**ARTIKEL**
GAZA (Arrahmah.id) – Sedikitnya 23 warga sipil Palestina yang kelaparan tewas, dan puluhan lainnya luka-luka pada Ahad pagi (1/6/2025), setelah pasukan pendudukan ‘Israel’ melepaskan tembakan ke arah mereka di titik distribusi bantuan yang dijalankan oleh Gaza Humanitarian Foundation (GHF), sebuah inisiatif bantuan kontroversial yang didukung Amerika Serikat, lansir QNN.
Apa yang Sebenarnya Terjadi?
Sejak sebelum tengah malam hingga Ahad pagi, ribuan warga Gaza yang kelaparan memadati lokasi distribusi bantuan GHF di Rafah, Gaza selatan, dan beberapa titik di Gaza tengah. Di bawah dengungan helikopter militer dan drone ‘Israel’, serta dentuman tembakan yang terus terdengar, warga termasuk perempuan dan anak-anak berusaha menjangkau lokasi pembagian makanan.

**PERINTAH TERTULIS 1**
Berapa jumlah minimal warga sipil Palestina yang tewas pada Ahad pagi (1/6/2025), menurut artikel tentang penembakan di titik bantuan Gaza?
**PERINTAH TERTULIS 2**
Tulislah lanjutan artikel tentang penembakan di titik bantuan Gaza, dimulai setelah kalimat terakhirnya.
Catatan-catatan ini tidak berhubungan dengan artikel di atas.

(Entri data tersimpan)
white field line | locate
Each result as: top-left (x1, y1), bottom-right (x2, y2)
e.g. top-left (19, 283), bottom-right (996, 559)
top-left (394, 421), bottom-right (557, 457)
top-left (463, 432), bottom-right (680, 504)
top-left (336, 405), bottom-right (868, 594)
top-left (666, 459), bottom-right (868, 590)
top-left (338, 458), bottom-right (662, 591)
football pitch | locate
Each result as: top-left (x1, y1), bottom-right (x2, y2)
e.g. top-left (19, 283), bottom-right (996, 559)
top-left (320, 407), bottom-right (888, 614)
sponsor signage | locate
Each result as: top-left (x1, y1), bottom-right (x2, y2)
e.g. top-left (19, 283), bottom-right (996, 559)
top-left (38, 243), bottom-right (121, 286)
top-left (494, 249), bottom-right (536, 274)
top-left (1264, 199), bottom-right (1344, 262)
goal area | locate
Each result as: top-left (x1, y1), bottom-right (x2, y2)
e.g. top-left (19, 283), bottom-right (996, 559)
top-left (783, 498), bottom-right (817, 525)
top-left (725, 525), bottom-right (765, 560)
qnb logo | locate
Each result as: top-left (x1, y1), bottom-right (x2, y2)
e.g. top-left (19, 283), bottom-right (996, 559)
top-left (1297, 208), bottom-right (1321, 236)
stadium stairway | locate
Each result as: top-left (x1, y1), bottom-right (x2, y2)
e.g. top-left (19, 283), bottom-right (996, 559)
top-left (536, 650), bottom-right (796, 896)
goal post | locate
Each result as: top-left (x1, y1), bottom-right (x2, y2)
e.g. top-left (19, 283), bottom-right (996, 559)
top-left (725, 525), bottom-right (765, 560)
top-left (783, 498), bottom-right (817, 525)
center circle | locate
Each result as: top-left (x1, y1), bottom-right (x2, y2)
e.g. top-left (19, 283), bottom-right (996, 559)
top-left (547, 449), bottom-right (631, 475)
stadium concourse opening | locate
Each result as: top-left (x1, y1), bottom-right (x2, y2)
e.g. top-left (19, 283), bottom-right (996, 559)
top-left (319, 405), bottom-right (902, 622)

**JAWABAN AKHIR 1**
Sedikitnya 23 warga sipil Palestina tewas.

**JAWABAN AKHIR 2**
Namun, pasukan ‘Israel’ yang sudah siaga di sekitar titik-titik tersebut justru melepaskan tembakan secara membabi buta ke arah kerumunan warga yang hanya ingin mendapatkan makanan.
“Selama beberapa hari terakhir, tentara ‘Israel’ terus menembaki warga yang mencari bantuan makanan. Hari ini, lebih dari 150 orang ditembak, 35 di antaranya tewas,” – Quds News Network (@QudsNen)
Kantor Media Pemerintah Gaza mengonfirmasi serangan di Rafah tersebut, dengan jumlah korban tewas sementara mencapai 22 orang dan lebih dari 115 luka-luka. Angka ini diperkirakan masih akan terus bertambah.
Kementerian Kesehatan Palestina melaporkan bahwa total 179 korban dibawa ke rumah sakit, 21 di antaranya telah gugur, 5 dalam kondisi mati otak, dan 30 lainnya dalam keadaan kritis.
Satu orang juga dilaporkan tewas dan 30 lainnya luka-luka dalam insiden serupa di titik distribusi GHF lain yang berlokasi di dekat Koridor Netzarim, Gaza tengah.
Kantor Media Pemerintah menilai lokasi-lokasi ini bukan tempat distribusi bantuan kemanusiaan, melainkan “perangkap kematian massal.”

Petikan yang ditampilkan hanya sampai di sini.